▶ [What to do] Report each line below that contains the word "tree", reproducing every such line in full.

Start Data to process

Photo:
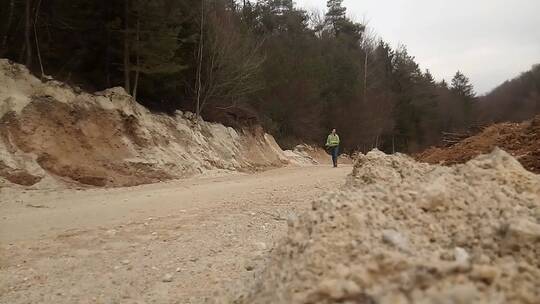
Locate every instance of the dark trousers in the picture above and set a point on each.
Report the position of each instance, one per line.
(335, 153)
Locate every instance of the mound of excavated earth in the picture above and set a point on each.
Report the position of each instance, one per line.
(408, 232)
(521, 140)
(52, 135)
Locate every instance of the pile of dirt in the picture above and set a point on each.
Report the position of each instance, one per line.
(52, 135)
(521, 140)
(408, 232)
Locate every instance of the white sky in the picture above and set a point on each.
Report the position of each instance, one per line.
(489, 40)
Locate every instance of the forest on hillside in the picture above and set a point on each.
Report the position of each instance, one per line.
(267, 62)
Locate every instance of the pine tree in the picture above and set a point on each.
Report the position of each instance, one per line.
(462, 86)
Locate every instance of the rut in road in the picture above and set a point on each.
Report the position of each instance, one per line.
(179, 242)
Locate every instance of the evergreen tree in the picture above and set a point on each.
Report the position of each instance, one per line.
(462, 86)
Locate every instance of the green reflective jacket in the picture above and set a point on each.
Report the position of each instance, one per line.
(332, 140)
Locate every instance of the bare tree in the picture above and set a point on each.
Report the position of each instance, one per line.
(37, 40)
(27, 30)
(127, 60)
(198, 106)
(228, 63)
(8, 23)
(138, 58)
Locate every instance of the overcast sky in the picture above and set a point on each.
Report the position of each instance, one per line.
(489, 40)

End Data to process
Start Data to process

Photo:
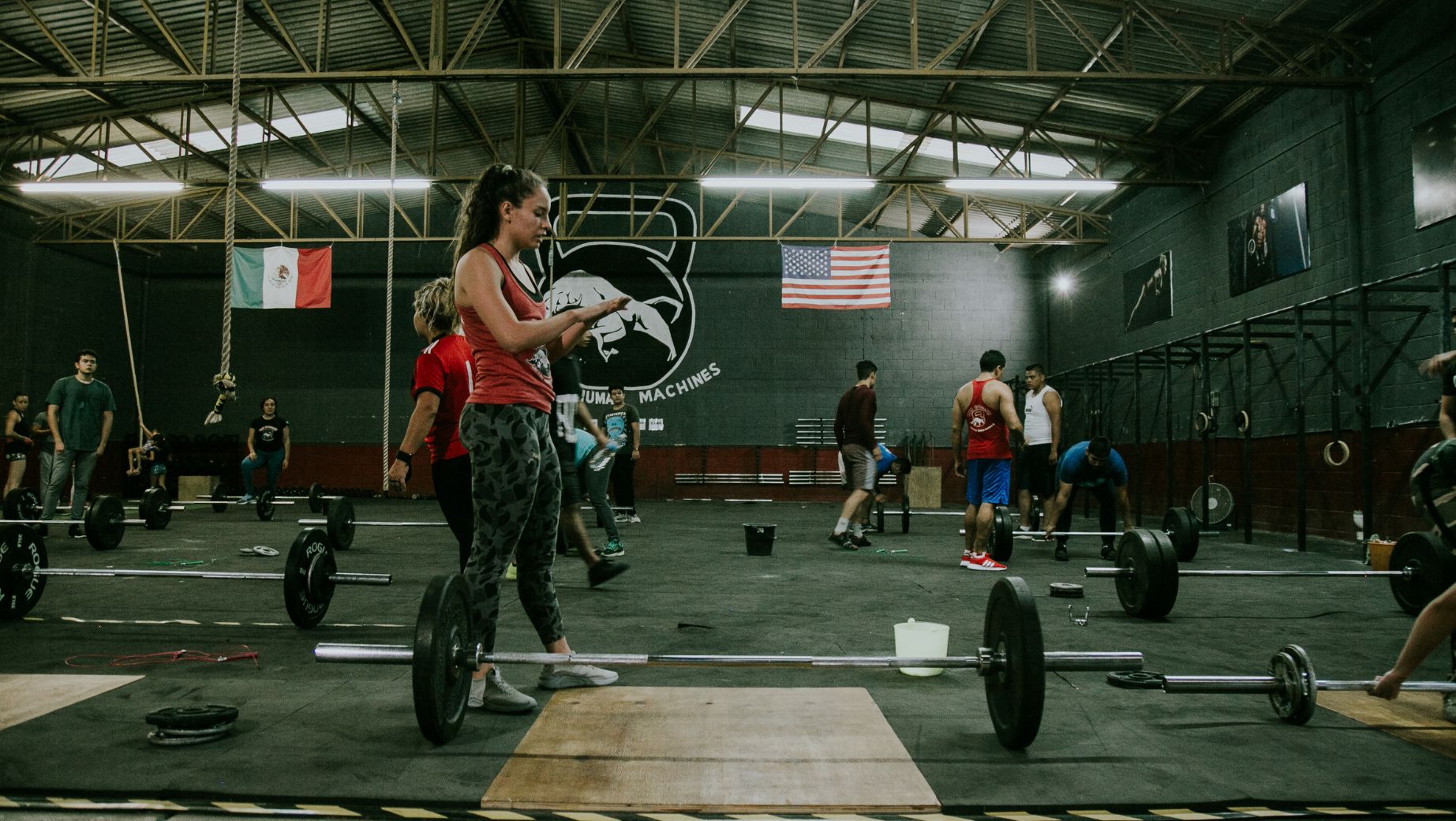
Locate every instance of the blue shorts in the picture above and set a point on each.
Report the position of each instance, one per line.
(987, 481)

End Data to process

▶ [Finished answer]
Locate every instance of the pine tree in the picture above and set a point on each.
Locate every instance of the evergreen tree in the picture above and set a point on each.
Locate every instance of the bare tree in the picture above and set a point on each.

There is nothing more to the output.